__Page text__.
—————
DOCKET NO. CF-2007-7225-S


FINDINGS OF FACT

1.) The Banking Commissioner (“Commissioner”) is charged with the administration of Chapter 672a of the Connecticut General Statutes, the Connecticut Uniform Securities Act (“Act”), and the regulations promulgated thereunder (Sections 36b-31-2 to 36b-31-33, inclusive, of the Regulations of Connecticut State Agencies).
2.) On April 19, 2007, the Commissioner issued an Order to Cease and Desist (“Order”), Notice of Intent to Fine (“Fine Notice”) and Notice of Right to Hearing (collectively “Notice”) against Respondents.  (Ex. 1.)
3.) On April 20, 2007, the Notice was sent by registered mail, return receipt requested, to MBG at 3047 Pinewood Hills Drive, Matthews, North Carolina 28105, registered mail no. RB028033922US; and to McCall at 3047 Pinewood Hills Drive, Matthews, North Carolina 28105, registered mail no. RB028033936US.  (Ex. 1.)
4.)
The Notice asserted that:

a.
MBG is a Connecticut limited liability company with its principal place of business last known to the Commissioner at 3047 Pinewood Hills Drive, Matthews, North Carolina 28105.
b. McCall is an individual whose address last known to the Commissioner is 3047 Pinewood Hills Drive, Matthews, North Carolina 28105.
c. From at least September 2003 to the present, MBG was an issuer of securities in the form of promissory notes (“MBG Notes”).
—————
__Information provided__.
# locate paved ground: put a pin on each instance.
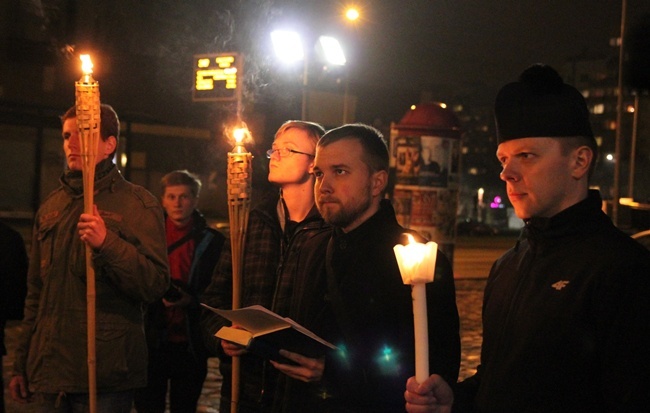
—————
__What needs to be done__.
Answer these questions from the findings of fact above:
(a) On what date did the Commissioner issue the Order to Cease and Desist?
(b) What registered mail number was used when the Notice was sent to McCall?
(c) Starting from at least what month and year was MBG an issuer of securities in the form of promissory notes?

__Task result__.
(a) April 19, 2007
(b) RB028033936US
(c) September 2003